- _Çıkarılan metin_:
--- --- ---

EBEDÎ ÂLEME İNTİKALİNİN 37. YILI VESİLESİYLE    

ÜSTAD, SULTÂNÜ’Ş-ŞUARÂ / ŞÂİRLERİN SULTANI

NECİP FÂZIL KISAKÜREK’İNBÜTÜN ESERLERİ

(BİRİNCİ BÖLÜM)

 

NECİP FÂZIL KISAKÜREK

26 Mayıs 1904 târihinde, İstanbul’da, Büyük Babasının Çemberlitaş’taki konağında dünyâya geldi.

Heybeliada’daki Bahriye Mektebi’ni ve İstanbul Darülfünunu (Üniversitesi) Edebiyat Fakültesi Felsefe bölümünü bitirdi. Avrupa’ya tahsile gönderilen ilk Cumhuriyet talebeleri arasında yer aldı ve Paris’e gitti. Sorbon Üniversitesi Felsefe Bölümüne girdi. Buradaki tahsilini yarıda bırakarak yurda döndü.

İlk şiirleri, 1923’de Yeni Mecmua’da yayınlandı. 1928 yılında, henüz 24 yaşındayken ikinci şiir kitabı ‘Kaldırımlar’ yayınlandıktan sonra, birden şöhretin zirvesine çıktı.

Çeşitli bankalarda çalıştı ve müfettişliğe kadar yükseldi. Ankara Dil ve Târih Coğrafya Fakültesi, Devlet Konservatuvarı, İstanbul Devlet Güzel Sanatlar Akademisi ve Robert Kolej’de hocalık yaptı.

1934 yılında yolu, mürşidi Abdülhakîm Arvasî Hazretleri’ne çıktı.

Fikir sâhasına da uzandığı ve kendi deyişiyle ‘sosyal mücadele’ye atıldığı 1943’den ölümüne kadar, ‘anlaşılmadan benimsenmek’ ile ‘tanınmadan dışlanmak’ arasına sıkışan bir yalnızlık kesitinde yaşarken, her iktidar döneminde suçlandı, sorgulandı, yargılandı, defalarca hapis yattı. 1960 ihtilâli öncesinde hakkında kesinleşmiş mahkûmiyet kararları toplamı 101 yıla ulaştı.

--- --- ---

- _Veri satırları_:
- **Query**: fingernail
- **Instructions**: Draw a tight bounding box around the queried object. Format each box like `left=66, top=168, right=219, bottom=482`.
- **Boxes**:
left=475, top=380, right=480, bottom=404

--- --- ---

- _Yazılı talimat_: Çıkarılan metinde geçen şu cümleyi İngilizceye çevirin: "1928 yılında, henüz 24 yaşındayken ikinci şiir kitabı ‘Kaldırımlar’ yayınlandıktan sonra, birden şöhretin zirvesine çıktı."

- _Görev yanıtı_: In 1928, when he was only 24 years old, after his second book of poetry, 'Kaldırımlar', was published, he suddenly rose to the height of fame.